About this exercise: Copy the lines below exactly, starting at the line that contains "Target: mountain ridge" and stopping after the last line, and include no other lines.

Records shown:
=== Section Start ===
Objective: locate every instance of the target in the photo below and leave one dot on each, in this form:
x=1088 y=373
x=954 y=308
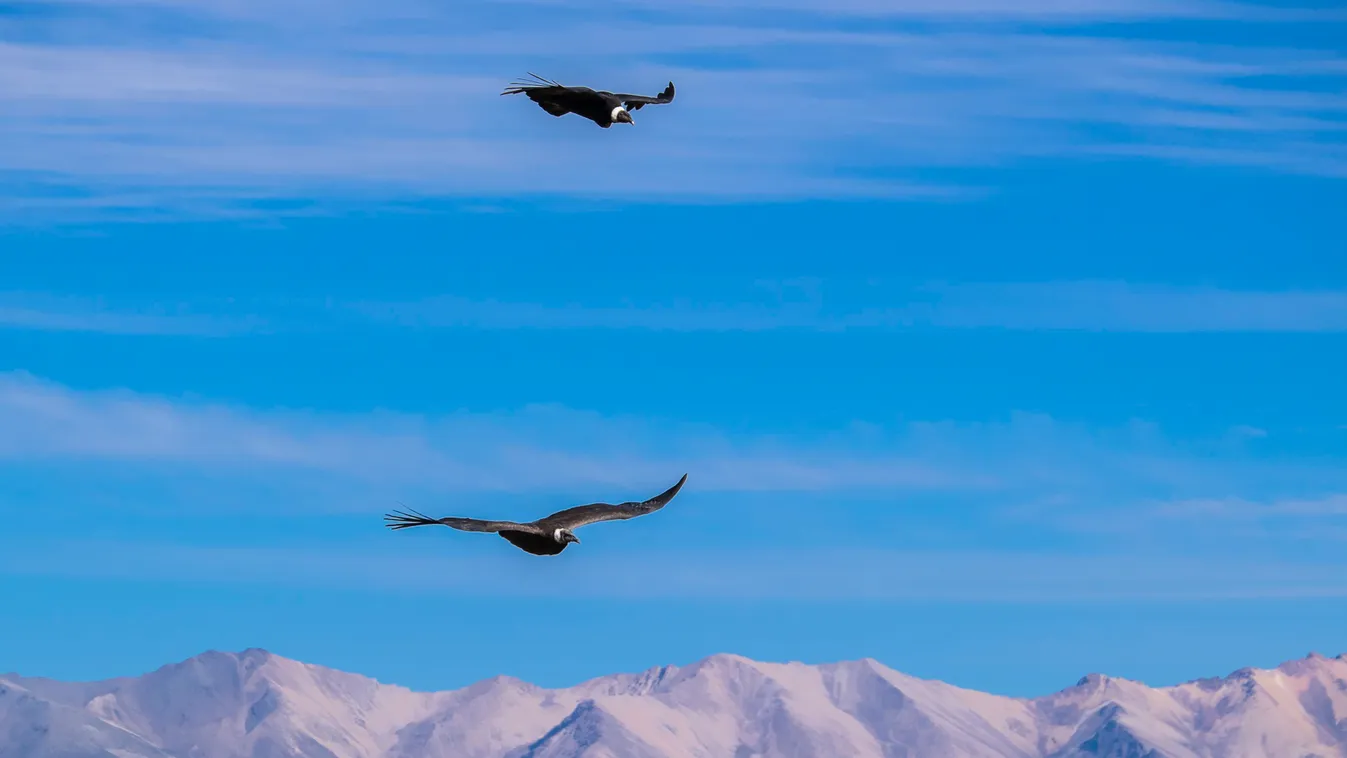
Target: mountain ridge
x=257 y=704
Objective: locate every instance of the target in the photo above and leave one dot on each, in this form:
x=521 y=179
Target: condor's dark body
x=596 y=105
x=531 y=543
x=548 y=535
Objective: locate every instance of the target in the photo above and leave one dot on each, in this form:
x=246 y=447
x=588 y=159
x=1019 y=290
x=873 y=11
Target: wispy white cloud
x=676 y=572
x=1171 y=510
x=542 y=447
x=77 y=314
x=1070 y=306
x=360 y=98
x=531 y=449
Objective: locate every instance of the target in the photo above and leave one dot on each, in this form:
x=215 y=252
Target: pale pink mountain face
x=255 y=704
=== Section End ===
Finished task:
Target: mountain ridge
x=257 y=704
Objective: locate every instance of the target in the photo above and leave one dot on each, in this form:
x=521 y=179
Target: condor's dark body
x=596 y=105
x=531 y=543
x=548 y=535
Objective: locate every instance of the target in the photo above and leave one dot on each, in this form:
x=246 y=447
x=588 y=159
x=1019 y=290
x=873 y=11
Target: wispy white cloud
x=676 y=572
x=1171 y=510
x=542 y=447
x=77 y=314
x=1070 y=306
x=360 y=98
x=531 y=449
Objective: locate every instance of the target in the photo above and leave one dot on each, in this form:
x=215 y=252
Target: pale pink mountain face
x=255 y=704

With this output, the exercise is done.